CONSIGNE 1. Quel architecte l'extrait à lire présente-t-il comme le dernier bâtisseur en date du château d'Haroué ?

EXTRAIT À LIRE.
○ ○ ○ ○ ○ ○ ○
Avec ses 365 fenêtres, 52 cheminées, 12 tours, et 4 ponts, le château d’Haroué jongle avec le temps, égrenant jours, semaines, mois et saisons qui s’écoulent, irrémédiablement, inlassablement.

Jongler avec le temps, il est vrai que cela semble être le destin de ce château….ou celui de ses bâtisseurs. Le dernier en date ? Germain Boffrand (1720). L’architecte s’est vu confier la lourde tâche d’intégrer à ses plans les quatre tours et les douves de l’ancien castel médiéval.

Haroué offre aujourd’hui un aperçu de l’art français à l’aube du XVIIIe siècle mais également, se fait l’ambassadeur de l’âge d’or lorrain, présenté dans sa plus belle parure.





Les vitres baissées, un vent de fraîcheur afflue agréablement dans la voiture. Nous venons de quitter Nancy, ma ville natale, il y a une quinzaine de minutes, et déjà, s’annoncent de jolies courbes vertes et généreuses, tandis que quelques toits rougeoyants parsèment le paysage telle des éclaboussures maladroites. Il y a des bois qui ébrèchent l’horizon - ceux où, petite, je venais tantôt cueillir le muguet, tantôt explorer une profonde forêt peuplée forcément de lutins et d’animaux mystérieux.

Arrivés à Tantonville, nous tournons à gauche, la route s’allonge, on aperçoit le Château. Encore à gauche et à gauche et nous voilà garés. C’est un petit bijou posé dans un écrin de verdure qui se dévoile à nous. Mon père me rappelle plus ou moins subtilement le temps où j’étais indifférente aux beautés lorraines qui m’entourent : « Ce n’est pas faute de t’avoir proposé maintes fois des visites ».
○ ○ ○ ○ ○ ○ ○
CONSIGNE 2. Comptez les lignes du listing ci-dessous qui contiennent la chaîne « wasp » et indiquez seulement ce nombre.
○ ○ ○ ○ ○ ○ ○
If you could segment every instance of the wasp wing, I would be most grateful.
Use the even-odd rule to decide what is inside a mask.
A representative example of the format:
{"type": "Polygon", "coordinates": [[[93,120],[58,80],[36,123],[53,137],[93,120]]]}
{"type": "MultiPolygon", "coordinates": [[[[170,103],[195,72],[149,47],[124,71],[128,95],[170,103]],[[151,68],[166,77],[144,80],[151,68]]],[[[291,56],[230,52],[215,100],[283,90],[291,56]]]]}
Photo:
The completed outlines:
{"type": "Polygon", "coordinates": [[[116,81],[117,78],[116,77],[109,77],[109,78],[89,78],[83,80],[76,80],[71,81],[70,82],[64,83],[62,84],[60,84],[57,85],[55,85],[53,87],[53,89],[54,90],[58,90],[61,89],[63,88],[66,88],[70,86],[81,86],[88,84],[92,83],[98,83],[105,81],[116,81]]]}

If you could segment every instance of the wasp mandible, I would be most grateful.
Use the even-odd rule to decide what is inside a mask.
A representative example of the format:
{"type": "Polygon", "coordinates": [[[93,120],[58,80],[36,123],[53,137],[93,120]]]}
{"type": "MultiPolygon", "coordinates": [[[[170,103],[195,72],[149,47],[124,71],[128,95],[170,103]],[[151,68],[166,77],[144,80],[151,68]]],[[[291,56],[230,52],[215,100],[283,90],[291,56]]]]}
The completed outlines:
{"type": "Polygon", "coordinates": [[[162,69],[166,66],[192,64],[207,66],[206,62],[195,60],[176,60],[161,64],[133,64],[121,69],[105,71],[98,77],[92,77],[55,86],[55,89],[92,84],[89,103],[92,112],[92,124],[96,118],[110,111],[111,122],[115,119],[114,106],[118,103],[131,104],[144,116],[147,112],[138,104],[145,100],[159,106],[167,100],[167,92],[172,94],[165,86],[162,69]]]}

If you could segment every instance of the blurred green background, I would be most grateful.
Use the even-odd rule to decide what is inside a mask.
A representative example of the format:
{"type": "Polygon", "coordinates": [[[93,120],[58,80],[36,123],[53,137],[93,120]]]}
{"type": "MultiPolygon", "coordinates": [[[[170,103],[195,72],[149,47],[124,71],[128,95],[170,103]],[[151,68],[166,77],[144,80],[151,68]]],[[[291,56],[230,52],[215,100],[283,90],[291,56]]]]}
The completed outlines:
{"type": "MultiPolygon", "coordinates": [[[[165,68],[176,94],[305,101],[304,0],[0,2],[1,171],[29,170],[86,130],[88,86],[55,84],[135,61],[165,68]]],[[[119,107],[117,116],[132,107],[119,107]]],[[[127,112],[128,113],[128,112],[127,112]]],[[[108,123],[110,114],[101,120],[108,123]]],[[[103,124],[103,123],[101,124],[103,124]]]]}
○ ○ ○ ○ ○ ○ ○
RÉPONSE ATTENDUE 1. Germain Boffrand, en 1720.

RÉPONSE ATTENDUE 2. 2